■ Task brief ■
Print exactly the lines from the line with "Query: curtain rod" to the last line of the data, please, both included.

■ Exercise inputs ■
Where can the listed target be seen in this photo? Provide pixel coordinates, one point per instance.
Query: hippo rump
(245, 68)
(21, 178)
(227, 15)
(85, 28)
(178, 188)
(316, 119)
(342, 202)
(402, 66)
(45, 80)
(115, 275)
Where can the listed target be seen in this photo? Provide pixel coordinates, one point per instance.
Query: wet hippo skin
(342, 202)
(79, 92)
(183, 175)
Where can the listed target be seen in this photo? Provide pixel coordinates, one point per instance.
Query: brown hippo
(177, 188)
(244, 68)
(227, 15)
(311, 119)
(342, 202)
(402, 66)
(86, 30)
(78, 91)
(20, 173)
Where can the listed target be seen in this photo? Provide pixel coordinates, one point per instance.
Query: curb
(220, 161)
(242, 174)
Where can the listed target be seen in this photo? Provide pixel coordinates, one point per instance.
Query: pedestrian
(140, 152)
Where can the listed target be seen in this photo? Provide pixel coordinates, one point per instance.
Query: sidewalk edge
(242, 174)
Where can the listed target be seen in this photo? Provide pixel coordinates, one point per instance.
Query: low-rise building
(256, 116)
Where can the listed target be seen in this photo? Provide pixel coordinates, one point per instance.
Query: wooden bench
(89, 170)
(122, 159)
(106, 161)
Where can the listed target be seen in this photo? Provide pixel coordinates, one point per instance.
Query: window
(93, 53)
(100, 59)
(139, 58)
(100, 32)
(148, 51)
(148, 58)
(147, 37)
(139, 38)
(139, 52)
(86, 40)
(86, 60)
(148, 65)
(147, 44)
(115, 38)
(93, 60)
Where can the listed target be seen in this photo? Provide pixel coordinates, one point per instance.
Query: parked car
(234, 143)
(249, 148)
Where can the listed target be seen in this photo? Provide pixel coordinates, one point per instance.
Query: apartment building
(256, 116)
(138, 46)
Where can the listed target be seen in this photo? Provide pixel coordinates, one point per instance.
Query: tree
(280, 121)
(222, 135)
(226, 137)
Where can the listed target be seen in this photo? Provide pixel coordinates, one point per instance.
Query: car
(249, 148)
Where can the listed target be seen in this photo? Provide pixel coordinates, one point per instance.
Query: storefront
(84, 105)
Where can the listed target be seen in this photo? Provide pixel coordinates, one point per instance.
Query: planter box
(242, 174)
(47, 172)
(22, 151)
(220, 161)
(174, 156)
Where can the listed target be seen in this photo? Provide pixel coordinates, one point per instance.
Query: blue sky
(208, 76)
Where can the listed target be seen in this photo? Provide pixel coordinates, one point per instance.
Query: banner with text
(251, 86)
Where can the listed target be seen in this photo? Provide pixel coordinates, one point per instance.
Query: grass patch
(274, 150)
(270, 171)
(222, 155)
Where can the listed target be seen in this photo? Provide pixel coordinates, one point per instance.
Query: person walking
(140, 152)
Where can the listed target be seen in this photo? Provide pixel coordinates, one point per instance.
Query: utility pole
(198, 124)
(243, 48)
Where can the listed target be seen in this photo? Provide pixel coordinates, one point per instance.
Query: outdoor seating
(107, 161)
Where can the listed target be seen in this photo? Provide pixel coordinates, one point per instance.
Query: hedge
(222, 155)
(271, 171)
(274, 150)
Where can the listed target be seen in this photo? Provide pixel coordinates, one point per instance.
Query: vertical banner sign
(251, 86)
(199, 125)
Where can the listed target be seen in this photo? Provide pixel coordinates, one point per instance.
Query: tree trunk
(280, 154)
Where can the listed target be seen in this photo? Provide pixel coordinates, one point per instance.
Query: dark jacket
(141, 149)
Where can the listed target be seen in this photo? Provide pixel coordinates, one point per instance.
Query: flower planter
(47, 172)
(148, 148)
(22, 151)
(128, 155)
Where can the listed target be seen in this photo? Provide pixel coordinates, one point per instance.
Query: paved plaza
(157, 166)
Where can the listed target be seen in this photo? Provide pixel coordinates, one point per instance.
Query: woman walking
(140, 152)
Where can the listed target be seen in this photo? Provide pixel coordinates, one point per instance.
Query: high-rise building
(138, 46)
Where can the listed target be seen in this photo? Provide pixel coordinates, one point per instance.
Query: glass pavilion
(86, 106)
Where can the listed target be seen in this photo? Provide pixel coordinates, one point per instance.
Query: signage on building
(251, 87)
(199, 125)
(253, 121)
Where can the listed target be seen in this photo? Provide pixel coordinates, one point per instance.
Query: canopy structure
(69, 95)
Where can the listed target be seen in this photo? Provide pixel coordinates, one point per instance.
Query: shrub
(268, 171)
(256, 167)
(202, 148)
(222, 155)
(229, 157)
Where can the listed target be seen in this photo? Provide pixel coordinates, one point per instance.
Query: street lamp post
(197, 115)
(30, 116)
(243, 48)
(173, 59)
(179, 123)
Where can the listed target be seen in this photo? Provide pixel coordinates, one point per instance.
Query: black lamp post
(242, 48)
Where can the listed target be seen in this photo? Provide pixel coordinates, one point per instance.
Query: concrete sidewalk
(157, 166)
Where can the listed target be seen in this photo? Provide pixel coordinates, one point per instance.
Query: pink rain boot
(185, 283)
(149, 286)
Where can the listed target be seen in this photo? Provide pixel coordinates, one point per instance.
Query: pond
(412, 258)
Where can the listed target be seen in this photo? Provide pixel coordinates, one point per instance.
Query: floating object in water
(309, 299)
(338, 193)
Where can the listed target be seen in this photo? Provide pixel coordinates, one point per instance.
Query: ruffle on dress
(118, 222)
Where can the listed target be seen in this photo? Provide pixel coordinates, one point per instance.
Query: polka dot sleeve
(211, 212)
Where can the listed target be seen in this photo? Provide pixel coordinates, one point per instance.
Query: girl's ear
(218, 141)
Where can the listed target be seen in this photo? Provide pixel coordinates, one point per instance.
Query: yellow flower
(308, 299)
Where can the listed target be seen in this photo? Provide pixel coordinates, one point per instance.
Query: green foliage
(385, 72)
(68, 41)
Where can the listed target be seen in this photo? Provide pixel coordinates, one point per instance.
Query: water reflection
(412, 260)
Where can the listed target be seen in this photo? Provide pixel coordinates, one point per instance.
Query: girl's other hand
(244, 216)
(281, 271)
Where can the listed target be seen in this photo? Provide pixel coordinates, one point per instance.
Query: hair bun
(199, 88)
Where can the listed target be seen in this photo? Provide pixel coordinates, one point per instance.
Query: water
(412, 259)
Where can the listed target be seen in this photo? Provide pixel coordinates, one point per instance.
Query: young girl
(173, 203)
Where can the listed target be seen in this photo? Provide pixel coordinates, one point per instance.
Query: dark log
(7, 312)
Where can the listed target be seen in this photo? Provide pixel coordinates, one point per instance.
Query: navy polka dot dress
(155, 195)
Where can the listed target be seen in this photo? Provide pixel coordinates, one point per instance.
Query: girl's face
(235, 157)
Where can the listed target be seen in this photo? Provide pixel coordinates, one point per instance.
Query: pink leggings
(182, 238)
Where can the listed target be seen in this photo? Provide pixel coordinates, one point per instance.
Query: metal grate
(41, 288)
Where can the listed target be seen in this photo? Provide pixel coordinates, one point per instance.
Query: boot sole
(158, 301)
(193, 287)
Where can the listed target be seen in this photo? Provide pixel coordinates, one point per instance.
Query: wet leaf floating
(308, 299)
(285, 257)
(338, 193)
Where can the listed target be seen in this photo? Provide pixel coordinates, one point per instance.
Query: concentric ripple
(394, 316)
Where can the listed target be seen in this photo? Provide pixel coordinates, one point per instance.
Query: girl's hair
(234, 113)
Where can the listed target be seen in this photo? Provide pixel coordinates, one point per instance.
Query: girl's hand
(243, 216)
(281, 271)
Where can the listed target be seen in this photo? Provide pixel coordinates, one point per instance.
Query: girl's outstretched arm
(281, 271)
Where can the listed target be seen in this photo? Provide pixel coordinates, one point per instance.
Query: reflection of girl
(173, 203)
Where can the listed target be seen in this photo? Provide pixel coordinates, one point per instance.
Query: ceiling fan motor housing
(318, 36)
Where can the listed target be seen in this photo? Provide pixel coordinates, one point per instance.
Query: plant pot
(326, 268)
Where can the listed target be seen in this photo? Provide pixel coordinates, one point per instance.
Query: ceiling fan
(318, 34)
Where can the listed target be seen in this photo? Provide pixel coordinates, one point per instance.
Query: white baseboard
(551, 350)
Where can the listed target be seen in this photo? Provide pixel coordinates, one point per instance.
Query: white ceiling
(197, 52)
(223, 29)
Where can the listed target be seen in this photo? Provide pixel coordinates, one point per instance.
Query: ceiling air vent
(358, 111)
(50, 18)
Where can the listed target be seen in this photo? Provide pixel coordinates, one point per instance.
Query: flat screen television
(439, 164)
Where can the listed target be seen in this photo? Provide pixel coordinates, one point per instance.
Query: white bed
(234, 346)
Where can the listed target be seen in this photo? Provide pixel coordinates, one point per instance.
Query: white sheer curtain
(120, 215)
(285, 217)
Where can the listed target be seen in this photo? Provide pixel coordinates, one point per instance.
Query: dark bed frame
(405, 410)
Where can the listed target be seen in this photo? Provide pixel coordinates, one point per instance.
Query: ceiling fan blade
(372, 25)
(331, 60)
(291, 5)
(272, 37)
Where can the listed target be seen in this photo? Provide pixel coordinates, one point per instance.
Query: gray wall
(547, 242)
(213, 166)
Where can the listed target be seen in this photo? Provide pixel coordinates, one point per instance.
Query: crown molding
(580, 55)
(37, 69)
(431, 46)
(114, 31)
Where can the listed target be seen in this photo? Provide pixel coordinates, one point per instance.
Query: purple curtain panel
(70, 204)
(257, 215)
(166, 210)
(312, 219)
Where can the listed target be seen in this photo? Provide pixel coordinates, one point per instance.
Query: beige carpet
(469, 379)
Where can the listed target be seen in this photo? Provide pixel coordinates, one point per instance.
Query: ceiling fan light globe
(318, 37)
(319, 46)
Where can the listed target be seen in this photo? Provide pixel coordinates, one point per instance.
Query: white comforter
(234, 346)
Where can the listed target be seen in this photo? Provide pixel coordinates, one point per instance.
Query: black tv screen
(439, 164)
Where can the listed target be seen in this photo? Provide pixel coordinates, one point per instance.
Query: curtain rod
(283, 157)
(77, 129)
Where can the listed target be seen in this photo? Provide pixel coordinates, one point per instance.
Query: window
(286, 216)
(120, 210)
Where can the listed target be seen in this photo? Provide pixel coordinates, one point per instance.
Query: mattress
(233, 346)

■ Task answer ■
Query: curtain rod
(283, 157)
(77, 129)
Where can the listed target be seen in this photo? Provide pixel coordinates, one point per instance.
Query: window
(286, 216)
(120, 210)
Where can the listed target be seen in this photo? Provide pixel coordinates, one point per instance.
Query: mattress
(233, 346)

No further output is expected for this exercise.